WHAT YOU SHOULD DO: From the records below, copy each line that contains the word "position". Uppercase and lowercase letters must match.
>> start DATA EXCERPTS
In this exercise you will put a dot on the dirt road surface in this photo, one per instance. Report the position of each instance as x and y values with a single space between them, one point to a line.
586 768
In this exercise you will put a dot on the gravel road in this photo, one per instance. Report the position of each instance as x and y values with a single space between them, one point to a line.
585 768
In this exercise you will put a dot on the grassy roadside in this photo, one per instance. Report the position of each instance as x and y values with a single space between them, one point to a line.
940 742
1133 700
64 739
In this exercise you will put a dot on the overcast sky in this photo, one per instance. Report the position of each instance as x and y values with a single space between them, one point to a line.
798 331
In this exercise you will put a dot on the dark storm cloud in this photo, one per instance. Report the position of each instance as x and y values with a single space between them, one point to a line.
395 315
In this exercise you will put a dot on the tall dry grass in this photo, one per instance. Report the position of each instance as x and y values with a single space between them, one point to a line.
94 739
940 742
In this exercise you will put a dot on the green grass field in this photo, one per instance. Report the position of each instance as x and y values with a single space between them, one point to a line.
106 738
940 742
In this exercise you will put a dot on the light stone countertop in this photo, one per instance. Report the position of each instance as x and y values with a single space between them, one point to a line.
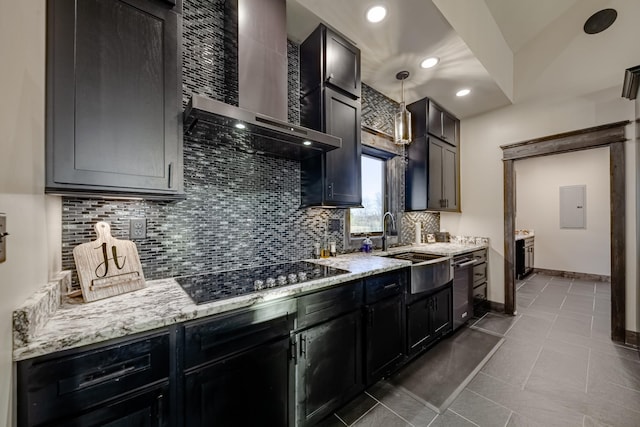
>> end DATA EXCERPTS
EXERCISE OUTPUT:
In this exercise you will put a dot on the dirt road surface in this photo, one per instance. Report the position of each instance as x and y values with a single space between them, one point to a line.
In this exercise you will put a dot on the gravel road in this photo, one per instance. Report the position of each instance as x and y values with a single space between them, one point to a line.
In this exercise you will put a dot on the grassy roadside in this photo, one per instance. Report the position of each instance as x and y values with a single space between them, one point to a line.
In this exercise you will put a dot on the overcast sky in this photo, one per instance. Report the position of each instance as x and y values with a single space between them, one point to a line.
In this exercise you will put a dot on the dark storm cloud in this photo, one per instance. Report the position of each instance as x and y values with a single space between them, one point to a line.
In this exercise you will put a dot on the tall dry grass in this photo, one per instance. Report the position of each instance as x and y values with a single space between them, one point to a line.
In this exercise you will put a dot on the green grass field in this photo, one per instance. Report the position of each instance as x and y values with a single space between them, one point to a line.
In this exercise you will put a dot on the light stone countertop in this photo, one per instance. Report the position of each instance as x and y values with a single space between them, one point to a line.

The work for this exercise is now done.